• [EXERCISE]:
Every line from the one with "Would you be willing to put a dot on the open" to the end of the data needs to be copied exactly, and no line before it.

• [Object position labeling entries]:
# # # # # # #

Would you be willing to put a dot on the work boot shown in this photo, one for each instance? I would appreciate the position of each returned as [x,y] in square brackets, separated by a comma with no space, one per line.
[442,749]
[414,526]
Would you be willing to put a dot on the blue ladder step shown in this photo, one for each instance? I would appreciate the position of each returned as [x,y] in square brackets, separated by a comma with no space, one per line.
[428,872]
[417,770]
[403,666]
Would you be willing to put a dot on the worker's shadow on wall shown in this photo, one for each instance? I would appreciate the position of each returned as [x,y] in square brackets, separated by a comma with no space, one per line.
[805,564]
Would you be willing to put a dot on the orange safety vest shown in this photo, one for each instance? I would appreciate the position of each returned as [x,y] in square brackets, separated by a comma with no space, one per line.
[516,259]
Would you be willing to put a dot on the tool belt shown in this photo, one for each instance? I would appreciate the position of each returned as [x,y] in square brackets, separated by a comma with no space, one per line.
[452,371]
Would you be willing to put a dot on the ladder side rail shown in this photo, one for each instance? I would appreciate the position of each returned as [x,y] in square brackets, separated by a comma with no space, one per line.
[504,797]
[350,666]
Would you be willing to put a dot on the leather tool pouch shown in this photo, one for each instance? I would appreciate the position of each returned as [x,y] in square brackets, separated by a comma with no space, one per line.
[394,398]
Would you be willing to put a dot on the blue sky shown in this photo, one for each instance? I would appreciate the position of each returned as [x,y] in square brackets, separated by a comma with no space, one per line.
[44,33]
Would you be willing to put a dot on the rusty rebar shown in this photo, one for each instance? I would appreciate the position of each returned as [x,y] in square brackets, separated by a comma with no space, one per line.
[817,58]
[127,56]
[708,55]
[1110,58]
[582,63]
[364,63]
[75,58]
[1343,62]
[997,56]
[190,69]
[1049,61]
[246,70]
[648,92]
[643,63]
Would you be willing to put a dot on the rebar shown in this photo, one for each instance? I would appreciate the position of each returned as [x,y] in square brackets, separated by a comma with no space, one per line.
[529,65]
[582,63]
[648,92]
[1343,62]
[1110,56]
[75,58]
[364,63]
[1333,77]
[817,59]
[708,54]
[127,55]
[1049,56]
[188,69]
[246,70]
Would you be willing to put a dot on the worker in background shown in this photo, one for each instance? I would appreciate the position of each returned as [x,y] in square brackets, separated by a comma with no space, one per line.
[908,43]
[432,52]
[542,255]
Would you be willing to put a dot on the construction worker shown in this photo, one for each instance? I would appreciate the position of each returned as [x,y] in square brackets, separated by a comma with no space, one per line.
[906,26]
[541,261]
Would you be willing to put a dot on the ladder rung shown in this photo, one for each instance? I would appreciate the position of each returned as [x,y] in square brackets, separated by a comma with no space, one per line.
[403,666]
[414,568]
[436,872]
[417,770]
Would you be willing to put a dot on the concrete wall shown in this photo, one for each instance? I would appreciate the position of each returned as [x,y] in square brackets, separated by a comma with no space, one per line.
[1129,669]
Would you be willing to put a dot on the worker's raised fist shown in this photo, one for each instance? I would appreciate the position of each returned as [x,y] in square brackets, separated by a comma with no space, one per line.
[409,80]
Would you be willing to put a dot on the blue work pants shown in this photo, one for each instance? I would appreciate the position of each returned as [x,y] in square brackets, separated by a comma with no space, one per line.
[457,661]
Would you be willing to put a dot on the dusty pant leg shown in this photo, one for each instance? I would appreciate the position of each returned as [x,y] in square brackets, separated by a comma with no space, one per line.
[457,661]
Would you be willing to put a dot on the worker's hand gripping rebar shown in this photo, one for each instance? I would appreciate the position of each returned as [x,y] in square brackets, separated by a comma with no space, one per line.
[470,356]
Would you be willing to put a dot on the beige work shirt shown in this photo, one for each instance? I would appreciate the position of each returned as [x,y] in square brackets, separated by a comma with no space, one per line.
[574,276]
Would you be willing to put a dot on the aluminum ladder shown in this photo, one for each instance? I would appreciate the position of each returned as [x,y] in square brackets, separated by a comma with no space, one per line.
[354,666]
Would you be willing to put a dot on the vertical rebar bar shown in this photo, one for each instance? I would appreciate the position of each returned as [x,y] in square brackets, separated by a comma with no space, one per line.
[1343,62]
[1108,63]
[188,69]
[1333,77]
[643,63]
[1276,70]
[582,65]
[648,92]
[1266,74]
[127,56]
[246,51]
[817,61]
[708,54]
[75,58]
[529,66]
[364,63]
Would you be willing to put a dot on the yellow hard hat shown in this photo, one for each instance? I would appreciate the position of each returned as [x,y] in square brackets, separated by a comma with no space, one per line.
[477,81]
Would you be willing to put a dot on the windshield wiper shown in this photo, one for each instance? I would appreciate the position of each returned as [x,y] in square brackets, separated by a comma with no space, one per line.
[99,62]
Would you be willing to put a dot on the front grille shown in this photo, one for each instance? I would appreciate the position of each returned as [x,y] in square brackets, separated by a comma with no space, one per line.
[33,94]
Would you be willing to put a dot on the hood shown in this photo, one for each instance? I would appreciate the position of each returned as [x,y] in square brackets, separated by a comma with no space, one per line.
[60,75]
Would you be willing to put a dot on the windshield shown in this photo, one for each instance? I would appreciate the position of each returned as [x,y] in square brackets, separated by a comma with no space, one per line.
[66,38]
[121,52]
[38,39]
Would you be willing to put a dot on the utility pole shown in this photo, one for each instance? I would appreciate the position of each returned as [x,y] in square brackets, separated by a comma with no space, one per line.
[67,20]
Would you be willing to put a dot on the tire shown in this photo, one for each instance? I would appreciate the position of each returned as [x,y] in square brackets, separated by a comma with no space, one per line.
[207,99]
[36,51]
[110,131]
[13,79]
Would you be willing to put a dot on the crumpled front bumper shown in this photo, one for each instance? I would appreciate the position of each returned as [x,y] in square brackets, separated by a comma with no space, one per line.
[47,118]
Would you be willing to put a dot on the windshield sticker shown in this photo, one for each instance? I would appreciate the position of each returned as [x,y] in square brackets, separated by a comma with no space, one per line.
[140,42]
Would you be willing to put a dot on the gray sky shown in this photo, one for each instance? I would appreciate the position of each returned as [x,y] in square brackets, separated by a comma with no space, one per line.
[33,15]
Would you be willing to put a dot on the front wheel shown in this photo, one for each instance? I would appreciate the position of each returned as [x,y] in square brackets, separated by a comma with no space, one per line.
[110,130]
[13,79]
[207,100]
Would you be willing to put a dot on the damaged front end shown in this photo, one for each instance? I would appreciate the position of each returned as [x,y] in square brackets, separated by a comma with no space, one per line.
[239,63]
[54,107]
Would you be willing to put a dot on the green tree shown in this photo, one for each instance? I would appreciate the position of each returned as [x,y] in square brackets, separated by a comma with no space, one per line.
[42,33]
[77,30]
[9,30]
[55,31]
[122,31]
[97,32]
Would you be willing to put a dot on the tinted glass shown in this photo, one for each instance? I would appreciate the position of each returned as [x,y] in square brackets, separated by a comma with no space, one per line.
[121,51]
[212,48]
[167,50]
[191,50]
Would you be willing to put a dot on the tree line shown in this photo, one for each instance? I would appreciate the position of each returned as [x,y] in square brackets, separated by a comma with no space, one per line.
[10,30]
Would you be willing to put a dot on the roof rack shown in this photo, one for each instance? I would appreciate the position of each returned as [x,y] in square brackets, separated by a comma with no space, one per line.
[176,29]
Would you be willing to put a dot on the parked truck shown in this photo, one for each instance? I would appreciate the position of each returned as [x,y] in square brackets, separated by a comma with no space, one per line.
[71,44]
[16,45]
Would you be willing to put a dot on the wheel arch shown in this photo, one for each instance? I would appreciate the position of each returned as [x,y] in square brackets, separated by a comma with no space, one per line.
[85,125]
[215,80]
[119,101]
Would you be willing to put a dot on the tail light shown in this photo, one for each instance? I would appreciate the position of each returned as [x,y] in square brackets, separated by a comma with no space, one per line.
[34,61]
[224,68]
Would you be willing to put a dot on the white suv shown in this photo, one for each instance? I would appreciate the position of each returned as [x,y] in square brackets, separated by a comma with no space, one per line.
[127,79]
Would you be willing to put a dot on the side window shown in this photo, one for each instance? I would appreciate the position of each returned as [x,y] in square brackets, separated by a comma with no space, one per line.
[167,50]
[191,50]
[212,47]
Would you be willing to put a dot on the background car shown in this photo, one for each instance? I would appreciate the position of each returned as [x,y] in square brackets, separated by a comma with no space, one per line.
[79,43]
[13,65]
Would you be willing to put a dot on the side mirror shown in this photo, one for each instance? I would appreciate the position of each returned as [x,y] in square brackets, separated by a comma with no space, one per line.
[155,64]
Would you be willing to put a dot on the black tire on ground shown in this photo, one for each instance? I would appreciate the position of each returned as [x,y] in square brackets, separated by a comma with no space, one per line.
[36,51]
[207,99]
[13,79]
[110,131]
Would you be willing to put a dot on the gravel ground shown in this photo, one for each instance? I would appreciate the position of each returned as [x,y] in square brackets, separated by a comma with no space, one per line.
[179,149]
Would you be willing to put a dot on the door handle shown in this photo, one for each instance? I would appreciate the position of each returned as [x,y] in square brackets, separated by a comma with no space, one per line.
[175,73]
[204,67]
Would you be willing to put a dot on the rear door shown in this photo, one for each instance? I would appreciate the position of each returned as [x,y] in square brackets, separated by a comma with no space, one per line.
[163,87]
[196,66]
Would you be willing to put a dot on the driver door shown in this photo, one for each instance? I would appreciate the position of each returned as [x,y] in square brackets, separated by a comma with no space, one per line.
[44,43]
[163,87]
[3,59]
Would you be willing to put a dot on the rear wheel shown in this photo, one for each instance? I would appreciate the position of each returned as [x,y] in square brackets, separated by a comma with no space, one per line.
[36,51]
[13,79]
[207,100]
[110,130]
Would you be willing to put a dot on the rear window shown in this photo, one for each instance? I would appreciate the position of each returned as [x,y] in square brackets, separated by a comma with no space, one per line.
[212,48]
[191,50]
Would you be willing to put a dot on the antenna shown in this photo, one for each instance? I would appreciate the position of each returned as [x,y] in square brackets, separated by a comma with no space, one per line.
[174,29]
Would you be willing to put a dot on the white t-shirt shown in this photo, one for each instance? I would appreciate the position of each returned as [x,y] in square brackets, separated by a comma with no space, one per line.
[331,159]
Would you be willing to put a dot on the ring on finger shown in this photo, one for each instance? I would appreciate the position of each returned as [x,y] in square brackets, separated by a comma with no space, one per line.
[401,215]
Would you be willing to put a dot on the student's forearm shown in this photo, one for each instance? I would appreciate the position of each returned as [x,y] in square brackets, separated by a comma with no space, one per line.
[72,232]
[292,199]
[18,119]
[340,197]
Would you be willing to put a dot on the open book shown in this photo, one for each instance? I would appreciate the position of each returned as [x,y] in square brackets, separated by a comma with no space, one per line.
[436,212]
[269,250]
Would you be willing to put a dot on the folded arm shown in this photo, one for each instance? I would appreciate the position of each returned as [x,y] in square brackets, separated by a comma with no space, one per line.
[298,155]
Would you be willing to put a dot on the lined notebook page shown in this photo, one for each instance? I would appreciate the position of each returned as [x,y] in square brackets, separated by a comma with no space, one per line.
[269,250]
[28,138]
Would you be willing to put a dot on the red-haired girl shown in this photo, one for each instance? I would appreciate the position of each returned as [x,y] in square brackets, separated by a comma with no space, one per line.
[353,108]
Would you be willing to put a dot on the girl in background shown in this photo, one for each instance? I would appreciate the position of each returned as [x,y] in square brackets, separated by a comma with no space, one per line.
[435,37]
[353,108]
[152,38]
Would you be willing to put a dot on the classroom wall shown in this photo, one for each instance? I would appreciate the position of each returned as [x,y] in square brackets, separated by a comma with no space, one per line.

# # # # # # #

• [ANSWER]:
Would you be willing to put a dot on the open book shown in this photo, one for each instance? I would appreciate the position of each returned as [x,y] in square brackets, separated by a comma with no space, one per line.
[436,212]
[269,250]
Would you be willing to put a dot on the folded arm shown in this photo, one for each instance? I would appreciate the position of each returned as [x,y] in square brackets, separated by a comma with no space, one per line.
[298,155]
Would you be willing to put a dot on the lined notebook page shown in this photo, one for each instance? I would appreciate the position of each returned as [x,y] in square brackets, separated by a comma with no space, one per line.
[269,250]
[28,138]
Would you be willing to put a dot on the red-haired girl shown in this photo, one for each instance? I would appreciate the position of each returned as [x,y] in square brackets, separated by a comma with no space, one per line.
[353,108]
Would you be willing to put a dot on the girl in background shown in this photo, one for each instance? I would appreciate the position of each returned as [x,y] in square brackets, separated by a comma with no space, one per line.
[435,37]
[353,108]
[152,38]
Would you be willing to put a dot on the classroom wall shown in this photo, one for each instance? I would appreciate the position of each returned as [x,y] in square brackets, separated by a comma with no space, one per line.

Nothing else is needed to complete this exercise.